======== Provided data ========

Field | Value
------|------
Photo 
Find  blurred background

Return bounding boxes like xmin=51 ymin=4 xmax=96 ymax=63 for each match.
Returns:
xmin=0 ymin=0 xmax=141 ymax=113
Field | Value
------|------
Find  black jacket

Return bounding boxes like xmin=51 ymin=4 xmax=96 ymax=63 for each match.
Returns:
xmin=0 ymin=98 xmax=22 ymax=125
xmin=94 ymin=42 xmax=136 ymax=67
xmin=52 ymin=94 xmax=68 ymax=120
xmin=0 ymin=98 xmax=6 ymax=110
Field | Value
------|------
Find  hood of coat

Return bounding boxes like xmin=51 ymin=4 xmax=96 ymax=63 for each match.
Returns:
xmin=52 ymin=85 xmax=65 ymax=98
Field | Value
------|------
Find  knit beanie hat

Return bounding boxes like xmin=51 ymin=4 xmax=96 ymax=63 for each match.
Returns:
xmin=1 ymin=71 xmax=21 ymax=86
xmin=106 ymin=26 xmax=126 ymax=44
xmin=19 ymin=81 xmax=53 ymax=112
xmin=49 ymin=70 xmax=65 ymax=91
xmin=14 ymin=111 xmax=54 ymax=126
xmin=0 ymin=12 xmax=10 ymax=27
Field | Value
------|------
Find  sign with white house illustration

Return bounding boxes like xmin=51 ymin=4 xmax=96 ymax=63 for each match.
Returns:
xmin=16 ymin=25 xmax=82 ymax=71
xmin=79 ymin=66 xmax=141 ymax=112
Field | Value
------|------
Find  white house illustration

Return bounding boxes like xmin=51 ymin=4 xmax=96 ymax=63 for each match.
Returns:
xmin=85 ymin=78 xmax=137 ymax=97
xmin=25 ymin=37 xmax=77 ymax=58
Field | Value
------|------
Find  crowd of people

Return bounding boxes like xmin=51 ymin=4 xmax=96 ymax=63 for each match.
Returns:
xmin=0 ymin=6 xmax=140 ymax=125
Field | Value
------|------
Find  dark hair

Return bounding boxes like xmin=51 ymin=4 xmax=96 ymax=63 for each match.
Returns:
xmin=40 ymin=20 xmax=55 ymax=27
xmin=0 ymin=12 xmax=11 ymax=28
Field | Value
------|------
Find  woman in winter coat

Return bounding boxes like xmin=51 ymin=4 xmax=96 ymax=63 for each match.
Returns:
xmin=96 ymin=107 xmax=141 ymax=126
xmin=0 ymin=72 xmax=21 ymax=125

========

• Exercise details: Can you reproduce all of the entries above line for line, without changing a single character?

• Exercise solution:
Field | Value
------|------
Photo 
Find  blurred background

Return bounding boxes like xmin=51 ymin=4 xmax=96 ymax=63 for each match.
Returns:
xmin=0 ymin=0 xmax=141 ymax=113
Field | Value
------|------
Find  black jacket

Return bounding boxes like xmin=51 ymin=4 xmax=96 ymax=63 for each match.
Returns:
xmin=0 ymin=98 xmax=22 ymax=125
xmin=94 ymin=42 xmax=136 ymax=67
xmin=52 ymin=94 xmax=68 ymax=120
xmin=0 ymin=98 xmax=6 ymax=110
Field | Value
------|------
Find  hood of coat

Return bounding boxes like xmin=51 ymin=4 xmax=96 ymax=63 for each match.
Returns:
xmin=52 ymin=85 xmax=65 ymax=98
Field | Value
------|------
Find  knit beanie hat

Return bounding boxes like xmin=51 ymin=4 xmax=96 ymax=63 for each match.
Returns:
xmin=1 ymin=71 xmax=21 ymax=86
xmin=106 ymin=26 xmax=126 ymax=44
xmin=19 ymin=81 xmax=53 ymax=112
xmin=49 ymin=70 xmax=65 ymax=91
xmin=14 ymin=111 xmax=54 ymax=126
xmin=0 ymin=12 xmax=10 ymax=27
Field | Value
------|------
Find  sign with white house illustration

Return bounding boxes like xmin=51 ymin=4 xmax=96 ymax=63 for each match.
Returns:
xmin=16 ymin=25 xmax=82 ymax=71
xmin=79 ymin=66 xmax=141 ymax=112
Field | Value
------|------
Find  white house illustration

Return bounding boxes like xmin=51 ymin=4 xmax=96 ymax=63 for each match.
Returns:
xmin=85 ymin=78 xmax=137 ymax=97
xmin=25 ymin=37 xmax=77 ymax=58
Field | Value
------|------
Find  crowd of people

Return bounding boxes like xmin=51 ymin=4 xmax=96 ymax=63 for each match.
Returns:
xmin=0 ymin=6 xmax=140 ymax=125
Field | Value
------|------
Find  dark hair

Return bounding boxes like xmin=51 ymin=4 xmax=96 ymax=63 for each match.
Returns:
xmin=40 ymin=20 xmax=55 ymax=27
xmin=0 ymin=12 xmax=11 ymax=28
Field | Value
------|------
Find  woman in winter coat

Return bounding boxes like xmin=51 ymin=4 xmax=96 ymax=63 for each match.
Returns:
xmin=96 ymin=107 xmax=141 ymax=126
xmin=0 ymin=72 xmax=21 ymax=125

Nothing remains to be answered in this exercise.